# Exercise description:
Rewrite everything from the line containing "For the evaluation set, spot each instance of the woman's" down to the end of the entries, swapping "denim shirt" for "plaid shirt" and leaving everything else unchanged. Leave the picture out.

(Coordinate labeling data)
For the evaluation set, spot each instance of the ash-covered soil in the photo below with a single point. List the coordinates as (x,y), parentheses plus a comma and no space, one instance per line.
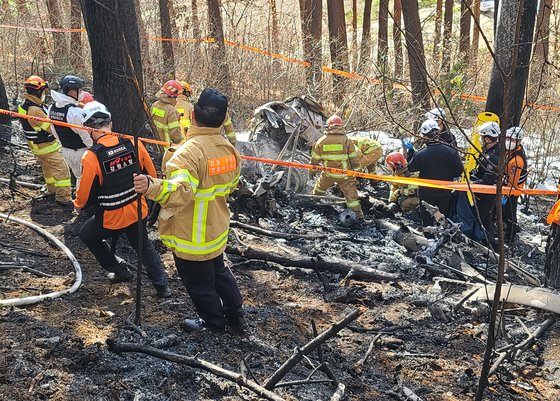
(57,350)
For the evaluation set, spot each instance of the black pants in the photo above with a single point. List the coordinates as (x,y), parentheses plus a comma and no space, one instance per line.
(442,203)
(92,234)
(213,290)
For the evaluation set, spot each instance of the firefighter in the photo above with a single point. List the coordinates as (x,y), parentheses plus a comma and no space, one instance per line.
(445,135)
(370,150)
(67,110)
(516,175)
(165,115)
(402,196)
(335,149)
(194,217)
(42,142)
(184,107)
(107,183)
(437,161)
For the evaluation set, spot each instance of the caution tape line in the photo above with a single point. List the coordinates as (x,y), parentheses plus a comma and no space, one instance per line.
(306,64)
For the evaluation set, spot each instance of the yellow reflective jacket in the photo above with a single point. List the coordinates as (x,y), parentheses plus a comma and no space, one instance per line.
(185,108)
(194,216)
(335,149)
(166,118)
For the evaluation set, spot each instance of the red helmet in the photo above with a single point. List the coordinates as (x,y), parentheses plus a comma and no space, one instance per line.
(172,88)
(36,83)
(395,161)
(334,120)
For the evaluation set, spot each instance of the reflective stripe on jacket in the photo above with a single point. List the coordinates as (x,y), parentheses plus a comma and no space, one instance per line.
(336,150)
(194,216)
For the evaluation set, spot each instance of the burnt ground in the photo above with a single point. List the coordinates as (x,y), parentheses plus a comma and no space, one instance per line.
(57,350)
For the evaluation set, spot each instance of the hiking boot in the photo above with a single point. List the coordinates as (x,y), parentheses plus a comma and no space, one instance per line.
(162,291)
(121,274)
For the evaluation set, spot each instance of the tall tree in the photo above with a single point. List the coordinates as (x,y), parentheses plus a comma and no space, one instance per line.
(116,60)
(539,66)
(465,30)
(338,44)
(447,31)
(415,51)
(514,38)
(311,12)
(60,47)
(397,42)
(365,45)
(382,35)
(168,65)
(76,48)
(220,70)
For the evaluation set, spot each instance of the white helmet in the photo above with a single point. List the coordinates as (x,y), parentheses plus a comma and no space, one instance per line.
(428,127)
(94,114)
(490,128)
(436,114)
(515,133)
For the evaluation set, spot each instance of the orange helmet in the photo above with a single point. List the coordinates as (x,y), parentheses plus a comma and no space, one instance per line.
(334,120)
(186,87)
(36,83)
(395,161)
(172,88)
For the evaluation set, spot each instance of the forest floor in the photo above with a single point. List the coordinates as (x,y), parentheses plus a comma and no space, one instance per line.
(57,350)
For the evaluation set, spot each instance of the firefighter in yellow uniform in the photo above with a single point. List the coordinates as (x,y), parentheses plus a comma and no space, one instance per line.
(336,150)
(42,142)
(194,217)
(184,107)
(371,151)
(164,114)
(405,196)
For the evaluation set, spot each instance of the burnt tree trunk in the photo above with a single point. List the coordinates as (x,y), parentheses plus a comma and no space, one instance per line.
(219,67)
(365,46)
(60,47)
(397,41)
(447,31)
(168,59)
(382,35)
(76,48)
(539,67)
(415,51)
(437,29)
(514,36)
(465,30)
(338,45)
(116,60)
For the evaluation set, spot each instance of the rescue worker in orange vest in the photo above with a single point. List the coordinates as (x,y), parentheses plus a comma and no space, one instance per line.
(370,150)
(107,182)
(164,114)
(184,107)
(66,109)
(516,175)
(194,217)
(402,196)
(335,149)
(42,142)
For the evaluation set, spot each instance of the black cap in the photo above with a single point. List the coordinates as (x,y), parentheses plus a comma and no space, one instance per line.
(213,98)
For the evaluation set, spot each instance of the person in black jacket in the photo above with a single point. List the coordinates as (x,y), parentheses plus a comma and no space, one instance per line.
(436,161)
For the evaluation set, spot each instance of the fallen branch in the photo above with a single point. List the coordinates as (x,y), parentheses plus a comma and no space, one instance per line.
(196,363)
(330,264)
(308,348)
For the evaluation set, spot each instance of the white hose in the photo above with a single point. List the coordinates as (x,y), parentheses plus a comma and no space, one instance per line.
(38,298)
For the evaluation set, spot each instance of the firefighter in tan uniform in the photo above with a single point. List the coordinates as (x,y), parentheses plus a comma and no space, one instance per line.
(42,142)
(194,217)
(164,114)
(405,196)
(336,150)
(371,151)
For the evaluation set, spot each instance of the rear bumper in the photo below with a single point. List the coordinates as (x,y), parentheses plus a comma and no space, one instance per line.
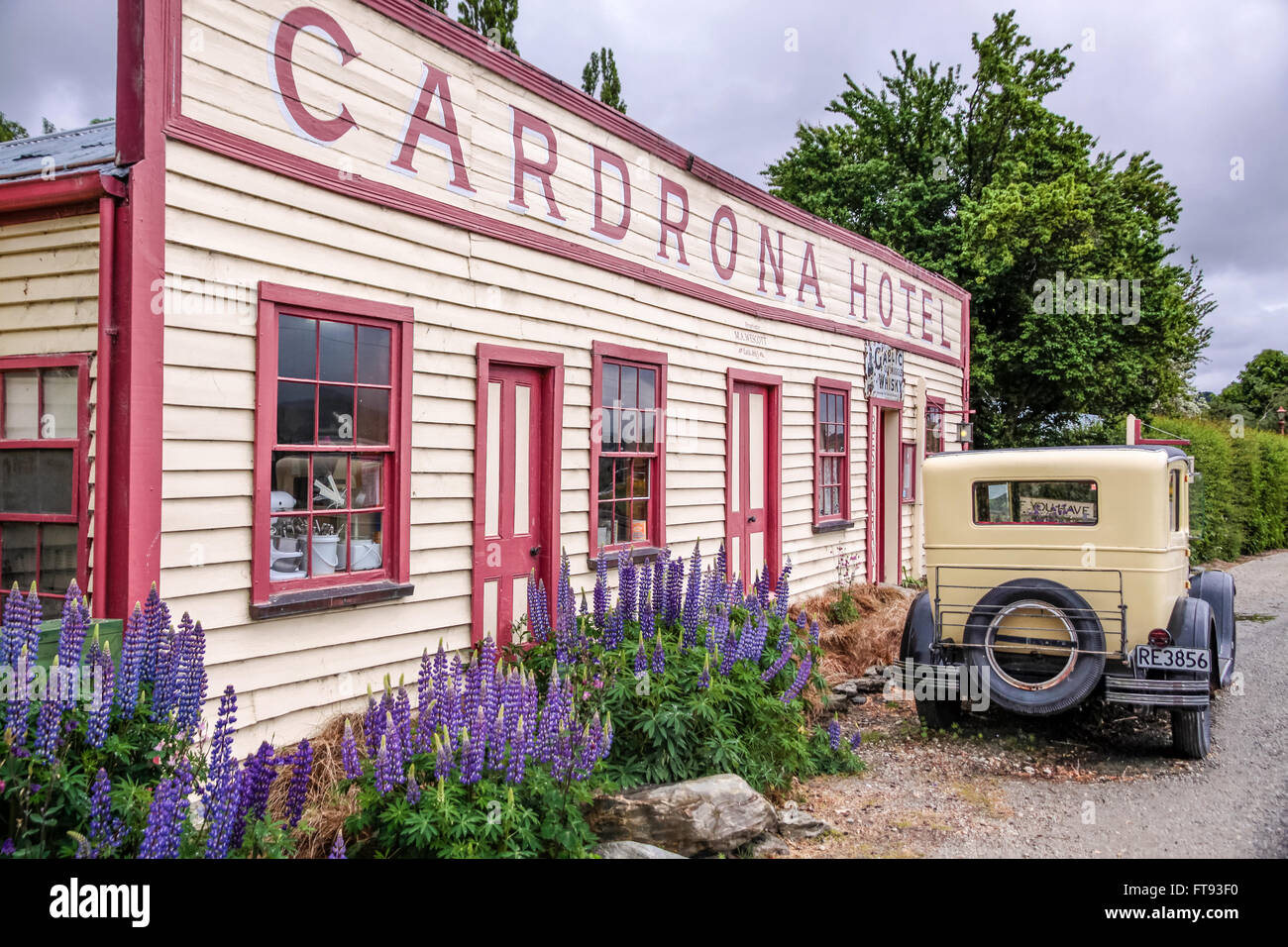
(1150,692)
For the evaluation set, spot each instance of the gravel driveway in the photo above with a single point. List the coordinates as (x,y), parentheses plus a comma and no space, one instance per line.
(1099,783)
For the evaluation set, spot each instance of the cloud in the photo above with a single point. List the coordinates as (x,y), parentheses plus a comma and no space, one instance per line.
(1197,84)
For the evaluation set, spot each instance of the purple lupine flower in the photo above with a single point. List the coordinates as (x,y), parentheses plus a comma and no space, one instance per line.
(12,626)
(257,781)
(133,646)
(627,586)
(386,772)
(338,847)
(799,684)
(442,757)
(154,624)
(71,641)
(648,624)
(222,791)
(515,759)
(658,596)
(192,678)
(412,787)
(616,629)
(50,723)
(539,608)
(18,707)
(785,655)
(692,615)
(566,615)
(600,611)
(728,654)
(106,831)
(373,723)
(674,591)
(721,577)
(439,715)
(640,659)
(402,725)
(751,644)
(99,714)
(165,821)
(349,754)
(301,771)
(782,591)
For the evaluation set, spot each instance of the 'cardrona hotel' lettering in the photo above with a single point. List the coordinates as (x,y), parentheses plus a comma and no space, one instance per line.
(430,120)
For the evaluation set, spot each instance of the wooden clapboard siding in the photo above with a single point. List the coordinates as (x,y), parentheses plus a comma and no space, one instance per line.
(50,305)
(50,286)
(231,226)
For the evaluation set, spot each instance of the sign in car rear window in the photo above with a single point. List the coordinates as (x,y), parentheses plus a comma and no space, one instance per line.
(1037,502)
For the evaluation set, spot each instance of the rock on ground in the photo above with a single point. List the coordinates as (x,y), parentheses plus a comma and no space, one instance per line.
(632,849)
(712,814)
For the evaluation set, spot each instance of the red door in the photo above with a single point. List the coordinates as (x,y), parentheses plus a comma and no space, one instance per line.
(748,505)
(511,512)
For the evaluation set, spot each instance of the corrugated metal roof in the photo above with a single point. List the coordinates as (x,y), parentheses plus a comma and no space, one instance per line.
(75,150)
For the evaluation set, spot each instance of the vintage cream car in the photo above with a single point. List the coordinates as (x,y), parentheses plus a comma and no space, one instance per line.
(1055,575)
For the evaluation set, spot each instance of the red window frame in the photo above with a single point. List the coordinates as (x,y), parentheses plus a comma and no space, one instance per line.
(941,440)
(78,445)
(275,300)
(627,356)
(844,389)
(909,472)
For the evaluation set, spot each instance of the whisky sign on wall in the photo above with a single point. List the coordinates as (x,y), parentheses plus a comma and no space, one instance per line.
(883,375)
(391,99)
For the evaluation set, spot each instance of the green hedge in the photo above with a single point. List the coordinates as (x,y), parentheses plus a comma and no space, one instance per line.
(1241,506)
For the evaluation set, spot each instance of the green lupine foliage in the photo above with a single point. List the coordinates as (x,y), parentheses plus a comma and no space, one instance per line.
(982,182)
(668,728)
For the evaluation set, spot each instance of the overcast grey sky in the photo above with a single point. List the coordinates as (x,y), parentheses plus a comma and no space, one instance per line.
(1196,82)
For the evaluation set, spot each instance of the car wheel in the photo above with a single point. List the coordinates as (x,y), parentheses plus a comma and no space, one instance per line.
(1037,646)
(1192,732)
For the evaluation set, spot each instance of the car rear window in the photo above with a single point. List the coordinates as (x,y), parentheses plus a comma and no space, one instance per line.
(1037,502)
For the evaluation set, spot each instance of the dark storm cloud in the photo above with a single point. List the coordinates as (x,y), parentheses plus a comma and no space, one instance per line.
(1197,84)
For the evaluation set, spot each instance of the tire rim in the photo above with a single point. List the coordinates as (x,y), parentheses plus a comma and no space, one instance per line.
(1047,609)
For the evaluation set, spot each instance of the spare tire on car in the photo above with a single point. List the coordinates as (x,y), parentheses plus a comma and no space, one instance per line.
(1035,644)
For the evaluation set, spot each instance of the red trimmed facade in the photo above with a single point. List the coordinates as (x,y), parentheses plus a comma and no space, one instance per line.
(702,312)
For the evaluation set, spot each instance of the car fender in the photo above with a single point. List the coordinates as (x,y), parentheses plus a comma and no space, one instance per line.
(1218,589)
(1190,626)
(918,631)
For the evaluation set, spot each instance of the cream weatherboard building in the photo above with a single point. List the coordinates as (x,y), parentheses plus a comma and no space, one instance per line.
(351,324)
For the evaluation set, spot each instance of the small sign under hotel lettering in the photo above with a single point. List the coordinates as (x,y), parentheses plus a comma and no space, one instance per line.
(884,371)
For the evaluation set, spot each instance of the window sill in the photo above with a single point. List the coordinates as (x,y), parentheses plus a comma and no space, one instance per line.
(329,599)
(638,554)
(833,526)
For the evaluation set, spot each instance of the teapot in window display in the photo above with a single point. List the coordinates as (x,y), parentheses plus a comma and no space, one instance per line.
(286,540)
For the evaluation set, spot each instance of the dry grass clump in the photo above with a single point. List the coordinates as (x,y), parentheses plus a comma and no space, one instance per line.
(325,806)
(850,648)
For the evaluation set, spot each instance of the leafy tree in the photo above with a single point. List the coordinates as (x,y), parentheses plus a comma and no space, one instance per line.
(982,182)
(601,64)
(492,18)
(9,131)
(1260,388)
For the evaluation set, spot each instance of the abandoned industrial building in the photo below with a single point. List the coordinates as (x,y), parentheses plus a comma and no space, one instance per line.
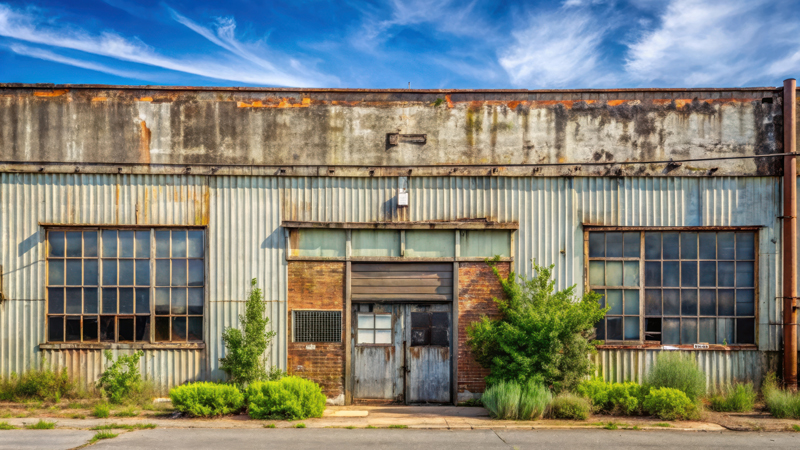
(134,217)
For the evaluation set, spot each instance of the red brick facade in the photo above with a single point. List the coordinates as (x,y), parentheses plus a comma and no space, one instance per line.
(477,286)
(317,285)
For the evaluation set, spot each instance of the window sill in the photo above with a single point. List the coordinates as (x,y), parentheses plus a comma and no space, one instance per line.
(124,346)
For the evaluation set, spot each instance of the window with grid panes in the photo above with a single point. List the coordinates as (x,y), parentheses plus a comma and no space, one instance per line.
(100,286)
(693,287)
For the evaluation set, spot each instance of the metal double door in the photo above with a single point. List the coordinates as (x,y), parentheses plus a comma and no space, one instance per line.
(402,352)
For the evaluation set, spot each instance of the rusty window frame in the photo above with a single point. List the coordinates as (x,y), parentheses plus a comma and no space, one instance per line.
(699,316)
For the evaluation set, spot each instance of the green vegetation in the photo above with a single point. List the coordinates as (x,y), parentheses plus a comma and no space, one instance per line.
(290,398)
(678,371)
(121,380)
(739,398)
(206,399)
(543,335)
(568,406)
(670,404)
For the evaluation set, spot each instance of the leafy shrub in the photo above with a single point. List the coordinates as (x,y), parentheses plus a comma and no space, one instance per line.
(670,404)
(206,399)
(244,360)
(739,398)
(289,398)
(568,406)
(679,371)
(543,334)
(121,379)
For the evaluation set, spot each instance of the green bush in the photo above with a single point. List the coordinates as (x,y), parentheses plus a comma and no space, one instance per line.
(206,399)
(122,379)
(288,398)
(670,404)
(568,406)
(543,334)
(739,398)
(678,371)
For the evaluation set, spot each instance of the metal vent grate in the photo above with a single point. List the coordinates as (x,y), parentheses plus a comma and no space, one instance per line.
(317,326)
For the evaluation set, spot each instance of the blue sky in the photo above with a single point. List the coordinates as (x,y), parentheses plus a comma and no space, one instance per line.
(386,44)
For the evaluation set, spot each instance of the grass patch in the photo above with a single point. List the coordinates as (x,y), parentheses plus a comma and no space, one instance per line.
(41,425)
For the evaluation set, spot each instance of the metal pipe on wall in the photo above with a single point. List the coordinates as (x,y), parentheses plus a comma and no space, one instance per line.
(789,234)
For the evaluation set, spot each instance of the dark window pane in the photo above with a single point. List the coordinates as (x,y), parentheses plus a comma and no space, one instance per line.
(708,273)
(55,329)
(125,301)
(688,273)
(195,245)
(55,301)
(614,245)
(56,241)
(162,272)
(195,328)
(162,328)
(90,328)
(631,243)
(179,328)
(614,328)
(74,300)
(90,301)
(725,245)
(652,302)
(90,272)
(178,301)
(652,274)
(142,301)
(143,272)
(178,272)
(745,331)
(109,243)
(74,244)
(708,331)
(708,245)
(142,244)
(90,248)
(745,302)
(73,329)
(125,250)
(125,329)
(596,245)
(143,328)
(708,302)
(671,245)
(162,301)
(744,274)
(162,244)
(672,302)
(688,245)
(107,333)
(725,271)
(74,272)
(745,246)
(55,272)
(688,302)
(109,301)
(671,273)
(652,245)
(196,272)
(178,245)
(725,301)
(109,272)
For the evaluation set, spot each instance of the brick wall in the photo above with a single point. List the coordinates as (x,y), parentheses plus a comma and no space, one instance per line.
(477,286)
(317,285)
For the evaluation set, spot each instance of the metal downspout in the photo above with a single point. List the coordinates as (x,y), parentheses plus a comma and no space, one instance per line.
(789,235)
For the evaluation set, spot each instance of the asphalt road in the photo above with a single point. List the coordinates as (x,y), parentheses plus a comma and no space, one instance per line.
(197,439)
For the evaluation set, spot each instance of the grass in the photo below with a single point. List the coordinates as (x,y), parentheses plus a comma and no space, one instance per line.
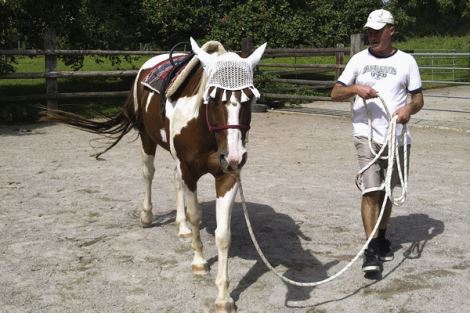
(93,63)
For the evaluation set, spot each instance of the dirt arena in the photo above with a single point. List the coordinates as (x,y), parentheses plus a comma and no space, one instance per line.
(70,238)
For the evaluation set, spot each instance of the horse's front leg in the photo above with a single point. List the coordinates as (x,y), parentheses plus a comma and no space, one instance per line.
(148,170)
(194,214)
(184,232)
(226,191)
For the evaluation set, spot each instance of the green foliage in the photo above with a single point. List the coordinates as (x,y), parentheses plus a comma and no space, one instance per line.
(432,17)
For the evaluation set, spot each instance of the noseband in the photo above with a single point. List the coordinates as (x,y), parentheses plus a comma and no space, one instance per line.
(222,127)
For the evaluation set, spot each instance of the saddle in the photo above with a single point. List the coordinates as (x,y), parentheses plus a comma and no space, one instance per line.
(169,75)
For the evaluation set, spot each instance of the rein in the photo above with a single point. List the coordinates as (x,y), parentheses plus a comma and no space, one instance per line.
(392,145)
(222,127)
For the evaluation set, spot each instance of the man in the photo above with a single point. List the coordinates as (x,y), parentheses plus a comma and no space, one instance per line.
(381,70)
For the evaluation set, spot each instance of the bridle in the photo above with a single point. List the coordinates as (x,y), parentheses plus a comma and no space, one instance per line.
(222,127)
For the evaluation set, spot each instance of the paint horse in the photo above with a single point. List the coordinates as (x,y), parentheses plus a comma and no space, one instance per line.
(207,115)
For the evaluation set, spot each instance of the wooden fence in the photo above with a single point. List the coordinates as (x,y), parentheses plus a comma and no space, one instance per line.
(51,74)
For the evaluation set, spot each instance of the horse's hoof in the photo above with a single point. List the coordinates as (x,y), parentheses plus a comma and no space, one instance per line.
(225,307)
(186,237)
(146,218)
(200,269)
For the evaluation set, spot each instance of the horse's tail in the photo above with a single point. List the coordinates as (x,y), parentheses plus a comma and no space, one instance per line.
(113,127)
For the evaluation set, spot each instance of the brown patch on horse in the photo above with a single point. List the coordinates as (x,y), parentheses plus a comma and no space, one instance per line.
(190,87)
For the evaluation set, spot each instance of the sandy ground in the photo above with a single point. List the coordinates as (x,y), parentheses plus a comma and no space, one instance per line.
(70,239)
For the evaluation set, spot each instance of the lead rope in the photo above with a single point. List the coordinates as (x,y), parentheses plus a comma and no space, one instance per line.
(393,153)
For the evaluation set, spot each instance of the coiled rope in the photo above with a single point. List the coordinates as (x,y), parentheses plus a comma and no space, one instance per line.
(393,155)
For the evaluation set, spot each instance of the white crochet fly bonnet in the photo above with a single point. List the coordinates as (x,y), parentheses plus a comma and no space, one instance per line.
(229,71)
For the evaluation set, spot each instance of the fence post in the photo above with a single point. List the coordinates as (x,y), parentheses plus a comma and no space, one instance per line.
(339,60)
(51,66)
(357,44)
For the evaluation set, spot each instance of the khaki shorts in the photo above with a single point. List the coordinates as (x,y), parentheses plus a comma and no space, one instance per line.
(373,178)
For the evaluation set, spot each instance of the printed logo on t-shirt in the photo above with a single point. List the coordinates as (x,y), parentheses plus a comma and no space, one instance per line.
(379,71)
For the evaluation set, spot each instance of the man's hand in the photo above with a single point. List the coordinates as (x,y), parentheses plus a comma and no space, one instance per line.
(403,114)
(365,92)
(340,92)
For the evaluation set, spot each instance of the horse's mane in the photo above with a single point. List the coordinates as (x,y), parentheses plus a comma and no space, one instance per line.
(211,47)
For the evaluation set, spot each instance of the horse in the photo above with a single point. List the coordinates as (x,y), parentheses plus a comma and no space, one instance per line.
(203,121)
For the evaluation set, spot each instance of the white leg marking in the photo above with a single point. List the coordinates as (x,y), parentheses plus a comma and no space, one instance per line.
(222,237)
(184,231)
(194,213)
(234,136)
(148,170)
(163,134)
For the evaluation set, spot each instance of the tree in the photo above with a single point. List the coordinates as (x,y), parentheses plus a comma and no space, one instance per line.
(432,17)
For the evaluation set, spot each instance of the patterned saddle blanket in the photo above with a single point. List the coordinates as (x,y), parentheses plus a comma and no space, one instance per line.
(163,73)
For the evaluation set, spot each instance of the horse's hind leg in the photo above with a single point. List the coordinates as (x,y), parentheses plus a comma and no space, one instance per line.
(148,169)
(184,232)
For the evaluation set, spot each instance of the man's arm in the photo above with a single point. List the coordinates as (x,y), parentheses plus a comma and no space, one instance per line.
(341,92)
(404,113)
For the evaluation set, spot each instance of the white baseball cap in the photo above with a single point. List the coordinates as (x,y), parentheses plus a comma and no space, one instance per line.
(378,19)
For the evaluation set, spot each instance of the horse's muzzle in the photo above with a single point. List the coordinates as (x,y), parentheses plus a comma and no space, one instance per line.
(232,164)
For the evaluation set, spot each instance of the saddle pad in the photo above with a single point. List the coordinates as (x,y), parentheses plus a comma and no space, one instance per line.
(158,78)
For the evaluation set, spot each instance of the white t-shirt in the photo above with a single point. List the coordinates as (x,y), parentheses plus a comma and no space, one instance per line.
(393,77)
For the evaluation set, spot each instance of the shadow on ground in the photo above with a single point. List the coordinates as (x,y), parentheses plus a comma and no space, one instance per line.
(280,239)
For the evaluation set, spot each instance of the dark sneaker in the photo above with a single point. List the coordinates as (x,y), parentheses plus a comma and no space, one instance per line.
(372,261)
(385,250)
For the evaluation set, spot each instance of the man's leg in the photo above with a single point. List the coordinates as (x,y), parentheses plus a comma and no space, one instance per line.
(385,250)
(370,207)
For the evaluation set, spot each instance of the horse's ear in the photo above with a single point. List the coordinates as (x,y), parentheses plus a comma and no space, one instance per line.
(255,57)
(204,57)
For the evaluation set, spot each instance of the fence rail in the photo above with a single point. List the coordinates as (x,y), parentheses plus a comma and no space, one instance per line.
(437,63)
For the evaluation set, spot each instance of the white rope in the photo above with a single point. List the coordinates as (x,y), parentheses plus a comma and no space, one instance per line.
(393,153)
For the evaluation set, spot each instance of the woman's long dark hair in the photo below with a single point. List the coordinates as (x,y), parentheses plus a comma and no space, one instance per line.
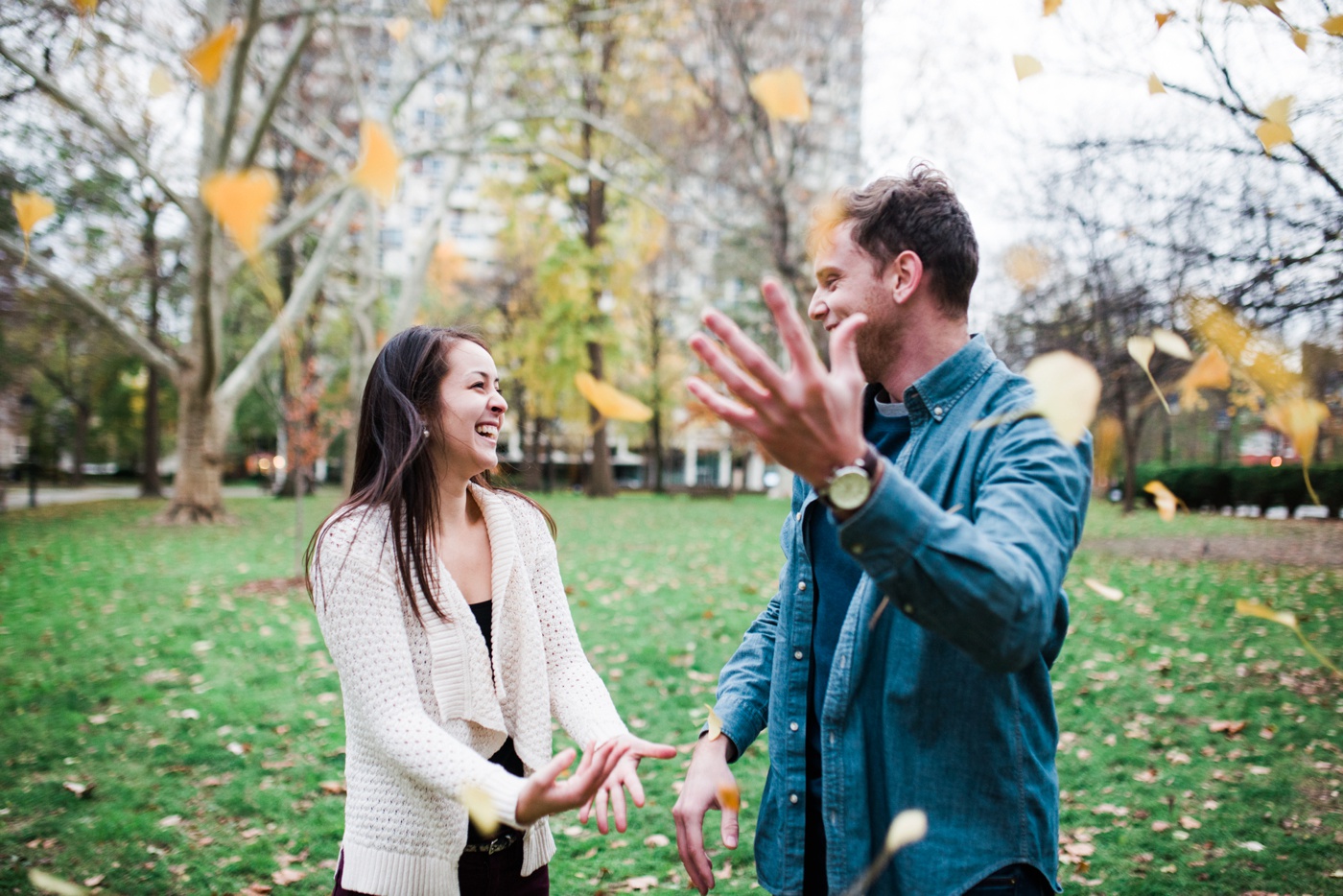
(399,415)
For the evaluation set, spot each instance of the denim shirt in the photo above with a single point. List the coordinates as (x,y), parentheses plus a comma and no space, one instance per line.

# The solution:
For the evaluation set, spot each instance of the woman's long dark hair in the photo below with a single point. List the coordinates as (x,y), parentheses plus a comma and no space, one instance per line.
(399,415)
For the evaluation set, spot each instance of the plaid shirt in the photo above with a single point. List the coordinates as (x,y), parentheses plus a comma and no space, one instance per line.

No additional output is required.